** start **

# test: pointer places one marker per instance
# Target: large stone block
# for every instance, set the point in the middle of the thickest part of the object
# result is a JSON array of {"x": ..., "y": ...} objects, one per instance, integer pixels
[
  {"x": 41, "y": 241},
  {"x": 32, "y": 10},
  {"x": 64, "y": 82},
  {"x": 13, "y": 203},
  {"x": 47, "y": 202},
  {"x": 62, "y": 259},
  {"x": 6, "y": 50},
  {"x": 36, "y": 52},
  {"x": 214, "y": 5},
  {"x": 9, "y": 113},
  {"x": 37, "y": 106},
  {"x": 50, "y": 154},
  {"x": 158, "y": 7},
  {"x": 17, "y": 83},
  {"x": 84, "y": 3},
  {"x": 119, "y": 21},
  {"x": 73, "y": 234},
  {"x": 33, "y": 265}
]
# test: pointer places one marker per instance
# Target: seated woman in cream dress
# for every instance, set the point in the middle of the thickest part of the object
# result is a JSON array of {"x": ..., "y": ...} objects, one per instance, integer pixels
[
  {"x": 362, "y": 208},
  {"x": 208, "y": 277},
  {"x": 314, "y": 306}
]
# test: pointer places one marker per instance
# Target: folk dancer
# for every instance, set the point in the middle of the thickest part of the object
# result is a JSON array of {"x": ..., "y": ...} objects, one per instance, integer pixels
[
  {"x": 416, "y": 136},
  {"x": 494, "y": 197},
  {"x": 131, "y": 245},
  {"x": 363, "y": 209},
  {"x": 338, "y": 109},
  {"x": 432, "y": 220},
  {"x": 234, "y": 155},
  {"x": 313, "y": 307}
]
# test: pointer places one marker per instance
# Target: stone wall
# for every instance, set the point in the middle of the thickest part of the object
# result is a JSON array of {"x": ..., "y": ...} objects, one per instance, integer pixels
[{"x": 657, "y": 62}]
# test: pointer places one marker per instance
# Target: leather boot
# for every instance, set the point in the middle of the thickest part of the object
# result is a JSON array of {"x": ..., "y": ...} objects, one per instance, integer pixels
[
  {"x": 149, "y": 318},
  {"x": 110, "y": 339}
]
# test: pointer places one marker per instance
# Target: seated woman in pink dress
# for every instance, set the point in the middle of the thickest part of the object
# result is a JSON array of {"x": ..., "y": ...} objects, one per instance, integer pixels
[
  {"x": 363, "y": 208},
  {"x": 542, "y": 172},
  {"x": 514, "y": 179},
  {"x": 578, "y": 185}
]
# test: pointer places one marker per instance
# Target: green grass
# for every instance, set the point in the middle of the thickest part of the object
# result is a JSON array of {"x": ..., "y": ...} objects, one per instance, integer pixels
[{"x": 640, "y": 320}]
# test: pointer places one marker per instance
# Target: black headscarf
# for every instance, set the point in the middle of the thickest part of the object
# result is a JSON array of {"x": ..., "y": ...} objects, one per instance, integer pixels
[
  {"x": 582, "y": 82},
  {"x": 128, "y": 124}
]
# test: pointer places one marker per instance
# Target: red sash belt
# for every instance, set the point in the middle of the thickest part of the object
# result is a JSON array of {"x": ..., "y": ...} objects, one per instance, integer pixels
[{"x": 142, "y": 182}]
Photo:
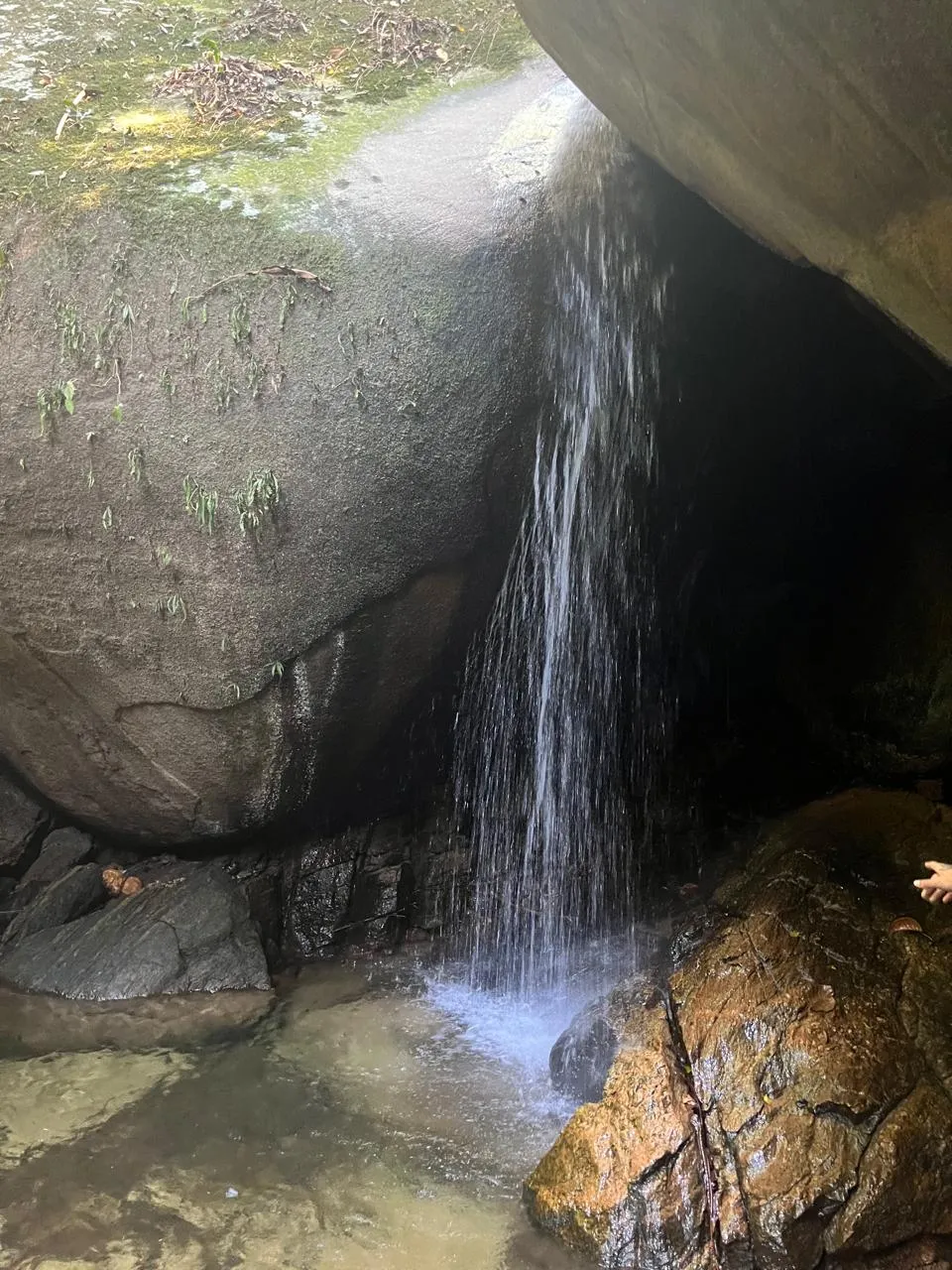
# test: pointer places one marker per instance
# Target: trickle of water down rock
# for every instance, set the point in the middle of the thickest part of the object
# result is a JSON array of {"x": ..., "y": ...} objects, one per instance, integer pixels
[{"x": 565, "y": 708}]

** end **

■ **Problem details**:
Pick out each line of the records that contains the string "seated". Case counts.

■ **The result**:
# Target: seated woman in cream dress
# Target: seated woman in pink dress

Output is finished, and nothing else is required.